> _Exercise passage_:
↓↓↓

Initial questionnaires & initial consultation: $400

If full assessment required: additional: $1200 

Total: $1600

Please Note: There is a $500 non-refundable deposit to pay for the initial consultation as well as $100 to secure your 3 hour testing day.

More about Autism Spectrum Disorder in Adults

Common issues in Adult ASD

People with ASD have a wide range of strengths, weaknesses, skills and difficulties. Common characteristics include:

Social Issues: People with ASD often have difficulty in forming friendships, communication difficulties (such as a tendency to take things literally), and an inability to understand social rules and body language. They are often seen to be weak in empathy.

Anxiety: Anxiety symptoms are very common in adults with ASD and issues coping with change and uncertainty are common.

Anger: Adults with ASD often get easily irritated with other people as they have a poor theory of mind and cannot easily understand why people do certain things. They can appear very judgemental and criticise others for stupidity if things are not done in the way that they think things should be done.

↑↑↑

> _Work task A_: Print the stretch of the autism assessment passage from "Social Issues: People" through "should be done.".
> _Work task B_: Rewrite the paragraph of the autism assessment passage that begins "Social Issues: People with ASD" as a short bulleted list that keeps its main facts.
> _Work task C_: According to the autism assessment passage, why do adults with ASD often get easily irritated with other people? Answer in one to three sentences.
The listing that comes next has no connection to the autism assessment passage.

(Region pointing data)
↓↓↓

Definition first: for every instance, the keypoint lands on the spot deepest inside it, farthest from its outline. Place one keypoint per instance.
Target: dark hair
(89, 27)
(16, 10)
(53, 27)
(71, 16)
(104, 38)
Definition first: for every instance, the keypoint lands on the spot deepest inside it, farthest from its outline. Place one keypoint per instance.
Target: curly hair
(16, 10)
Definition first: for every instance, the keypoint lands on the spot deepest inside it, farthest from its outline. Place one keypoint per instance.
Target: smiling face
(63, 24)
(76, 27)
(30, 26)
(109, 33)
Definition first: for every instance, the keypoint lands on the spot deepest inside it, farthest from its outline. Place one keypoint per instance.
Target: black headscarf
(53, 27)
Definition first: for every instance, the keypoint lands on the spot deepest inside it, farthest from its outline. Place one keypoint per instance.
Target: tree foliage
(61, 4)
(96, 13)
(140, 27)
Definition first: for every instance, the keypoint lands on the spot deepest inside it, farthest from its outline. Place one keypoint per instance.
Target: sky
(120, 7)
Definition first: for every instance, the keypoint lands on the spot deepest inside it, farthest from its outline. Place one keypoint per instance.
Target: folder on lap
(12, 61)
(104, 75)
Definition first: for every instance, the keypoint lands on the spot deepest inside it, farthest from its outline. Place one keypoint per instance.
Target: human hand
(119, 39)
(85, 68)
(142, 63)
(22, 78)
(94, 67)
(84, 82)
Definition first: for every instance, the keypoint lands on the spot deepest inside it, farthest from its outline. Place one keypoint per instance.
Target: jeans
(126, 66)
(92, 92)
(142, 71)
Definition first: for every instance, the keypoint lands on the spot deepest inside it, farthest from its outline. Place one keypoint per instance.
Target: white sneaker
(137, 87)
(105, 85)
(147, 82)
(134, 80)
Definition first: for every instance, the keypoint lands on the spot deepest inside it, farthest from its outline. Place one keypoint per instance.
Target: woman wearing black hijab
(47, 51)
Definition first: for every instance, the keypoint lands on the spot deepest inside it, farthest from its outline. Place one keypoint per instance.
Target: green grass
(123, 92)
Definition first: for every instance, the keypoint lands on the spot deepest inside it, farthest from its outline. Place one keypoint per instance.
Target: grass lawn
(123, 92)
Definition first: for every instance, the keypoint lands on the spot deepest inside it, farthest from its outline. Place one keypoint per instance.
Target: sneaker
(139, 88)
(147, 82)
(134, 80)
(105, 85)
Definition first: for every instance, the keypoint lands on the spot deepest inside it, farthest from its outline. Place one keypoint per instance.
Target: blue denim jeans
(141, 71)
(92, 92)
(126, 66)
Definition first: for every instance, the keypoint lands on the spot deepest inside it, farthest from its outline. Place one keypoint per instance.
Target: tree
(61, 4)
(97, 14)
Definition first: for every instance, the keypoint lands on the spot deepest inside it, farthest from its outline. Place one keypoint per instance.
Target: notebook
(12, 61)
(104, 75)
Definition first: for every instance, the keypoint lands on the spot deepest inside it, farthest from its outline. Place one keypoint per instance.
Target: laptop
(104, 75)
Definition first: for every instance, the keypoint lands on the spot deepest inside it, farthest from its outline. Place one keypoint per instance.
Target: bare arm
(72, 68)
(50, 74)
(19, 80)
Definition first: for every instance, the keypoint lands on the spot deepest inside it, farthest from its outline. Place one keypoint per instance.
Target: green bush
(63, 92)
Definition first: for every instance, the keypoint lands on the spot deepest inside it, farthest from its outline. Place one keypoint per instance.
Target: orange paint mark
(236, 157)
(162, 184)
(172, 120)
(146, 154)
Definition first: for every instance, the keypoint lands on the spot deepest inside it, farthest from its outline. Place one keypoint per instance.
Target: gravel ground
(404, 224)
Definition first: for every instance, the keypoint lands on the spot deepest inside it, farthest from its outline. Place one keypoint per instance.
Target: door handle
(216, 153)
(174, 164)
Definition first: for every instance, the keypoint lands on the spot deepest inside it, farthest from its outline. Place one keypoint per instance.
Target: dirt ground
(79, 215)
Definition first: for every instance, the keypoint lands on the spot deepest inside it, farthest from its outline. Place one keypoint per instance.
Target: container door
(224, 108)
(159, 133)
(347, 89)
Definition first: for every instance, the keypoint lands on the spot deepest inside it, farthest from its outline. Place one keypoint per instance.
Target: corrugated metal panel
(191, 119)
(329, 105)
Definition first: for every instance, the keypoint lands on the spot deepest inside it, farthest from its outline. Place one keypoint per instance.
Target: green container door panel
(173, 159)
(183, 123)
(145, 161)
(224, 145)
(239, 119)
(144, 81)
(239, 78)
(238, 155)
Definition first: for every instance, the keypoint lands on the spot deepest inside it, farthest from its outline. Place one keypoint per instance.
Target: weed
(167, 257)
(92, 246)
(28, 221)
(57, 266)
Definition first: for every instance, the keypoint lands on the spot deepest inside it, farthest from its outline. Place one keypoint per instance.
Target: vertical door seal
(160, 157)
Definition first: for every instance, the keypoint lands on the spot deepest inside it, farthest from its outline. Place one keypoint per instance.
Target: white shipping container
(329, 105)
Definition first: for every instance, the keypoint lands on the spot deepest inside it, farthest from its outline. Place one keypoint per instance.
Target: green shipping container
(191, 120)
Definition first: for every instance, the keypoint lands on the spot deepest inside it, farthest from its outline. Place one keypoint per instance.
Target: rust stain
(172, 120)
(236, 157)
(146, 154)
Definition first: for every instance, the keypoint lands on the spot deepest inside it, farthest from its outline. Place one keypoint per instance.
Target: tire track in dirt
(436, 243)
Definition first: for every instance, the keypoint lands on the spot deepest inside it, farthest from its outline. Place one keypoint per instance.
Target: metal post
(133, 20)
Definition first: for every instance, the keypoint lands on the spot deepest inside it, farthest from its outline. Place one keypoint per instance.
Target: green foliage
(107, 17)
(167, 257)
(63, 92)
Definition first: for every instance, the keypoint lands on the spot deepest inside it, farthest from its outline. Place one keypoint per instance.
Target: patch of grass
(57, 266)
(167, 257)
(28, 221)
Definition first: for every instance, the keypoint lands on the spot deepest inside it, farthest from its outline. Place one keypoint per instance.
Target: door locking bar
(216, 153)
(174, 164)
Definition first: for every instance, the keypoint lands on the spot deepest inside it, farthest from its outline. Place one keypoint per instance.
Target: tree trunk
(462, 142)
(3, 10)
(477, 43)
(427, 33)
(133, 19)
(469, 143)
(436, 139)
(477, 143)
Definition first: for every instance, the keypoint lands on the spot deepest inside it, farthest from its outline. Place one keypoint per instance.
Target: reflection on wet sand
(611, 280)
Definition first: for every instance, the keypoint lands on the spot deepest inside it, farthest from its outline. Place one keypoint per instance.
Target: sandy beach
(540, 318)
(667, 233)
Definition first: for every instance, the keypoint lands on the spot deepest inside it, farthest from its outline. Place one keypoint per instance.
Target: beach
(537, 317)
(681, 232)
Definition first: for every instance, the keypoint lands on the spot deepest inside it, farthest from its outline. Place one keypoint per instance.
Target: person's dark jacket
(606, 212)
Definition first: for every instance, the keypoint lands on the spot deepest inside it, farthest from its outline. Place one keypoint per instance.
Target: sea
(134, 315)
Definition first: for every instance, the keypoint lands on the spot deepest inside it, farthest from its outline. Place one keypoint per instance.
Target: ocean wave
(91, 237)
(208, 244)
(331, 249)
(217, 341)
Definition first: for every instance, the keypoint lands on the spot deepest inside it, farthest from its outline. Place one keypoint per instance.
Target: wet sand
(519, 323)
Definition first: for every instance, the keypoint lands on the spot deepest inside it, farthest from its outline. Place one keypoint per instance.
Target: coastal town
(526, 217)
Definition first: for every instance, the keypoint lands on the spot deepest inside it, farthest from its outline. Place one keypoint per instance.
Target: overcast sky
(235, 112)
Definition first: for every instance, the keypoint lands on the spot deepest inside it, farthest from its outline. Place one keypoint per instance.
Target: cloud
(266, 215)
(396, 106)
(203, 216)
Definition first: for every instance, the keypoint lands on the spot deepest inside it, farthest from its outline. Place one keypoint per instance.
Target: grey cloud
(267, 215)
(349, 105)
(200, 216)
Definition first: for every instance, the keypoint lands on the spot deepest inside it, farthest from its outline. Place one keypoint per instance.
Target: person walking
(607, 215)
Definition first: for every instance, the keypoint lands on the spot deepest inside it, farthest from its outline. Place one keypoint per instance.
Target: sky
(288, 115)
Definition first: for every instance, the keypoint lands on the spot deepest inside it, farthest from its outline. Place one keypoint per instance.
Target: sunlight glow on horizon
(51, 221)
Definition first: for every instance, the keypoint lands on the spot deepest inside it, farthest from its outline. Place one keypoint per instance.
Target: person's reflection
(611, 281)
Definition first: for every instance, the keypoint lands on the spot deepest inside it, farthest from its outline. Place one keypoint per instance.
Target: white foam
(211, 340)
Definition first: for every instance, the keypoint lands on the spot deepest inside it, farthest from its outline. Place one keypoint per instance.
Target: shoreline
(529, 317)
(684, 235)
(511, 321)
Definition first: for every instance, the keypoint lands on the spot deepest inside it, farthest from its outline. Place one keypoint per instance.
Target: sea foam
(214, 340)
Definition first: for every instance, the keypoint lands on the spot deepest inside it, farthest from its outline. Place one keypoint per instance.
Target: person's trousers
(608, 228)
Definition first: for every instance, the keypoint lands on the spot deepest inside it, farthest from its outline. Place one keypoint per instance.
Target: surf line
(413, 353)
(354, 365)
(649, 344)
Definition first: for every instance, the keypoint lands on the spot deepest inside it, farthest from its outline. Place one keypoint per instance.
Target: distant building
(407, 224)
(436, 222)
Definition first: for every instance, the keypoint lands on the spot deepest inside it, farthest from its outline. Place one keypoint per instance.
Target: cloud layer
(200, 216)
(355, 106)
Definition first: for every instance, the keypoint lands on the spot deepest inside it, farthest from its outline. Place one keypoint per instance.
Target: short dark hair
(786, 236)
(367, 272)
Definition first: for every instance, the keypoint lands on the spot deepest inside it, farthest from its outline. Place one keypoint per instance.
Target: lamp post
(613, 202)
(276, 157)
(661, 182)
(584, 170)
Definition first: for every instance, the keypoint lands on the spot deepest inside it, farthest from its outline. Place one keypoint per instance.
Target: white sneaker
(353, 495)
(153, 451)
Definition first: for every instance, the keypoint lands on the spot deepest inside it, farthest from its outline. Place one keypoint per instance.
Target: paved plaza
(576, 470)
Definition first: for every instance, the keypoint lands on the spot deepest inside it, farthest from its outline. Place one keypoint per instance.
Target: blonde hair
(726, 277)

↑↑↑

> _Written response A_:
Social Issues: People with ASD often have difficulty in forming friendships, communication difficulties (such as a tendency to take things literally), and an inability to understand social rules and body language. They are often seen to be weak in empathy.

Anxiety: Anxiety symptoms are very common in adults with ASD and issues coping with change and uncertainty are common.

Anger: Adults with ASD often get easily irritated with other people as they have a poor theory of mind and cannot easily understand why people do certain things. They can appear very judgemental and criticise others for stupidity if things are not done in the way that they think things should be done.

> _Written response B_:
- Trouble forming friendships
- Communication difficulties, such as taking things literally
- Inability to understand social rules and body language
- Often seen as weak in empathy

> _Written response C_: They have a poor theory of mind and cannot easily understand why people do certain things.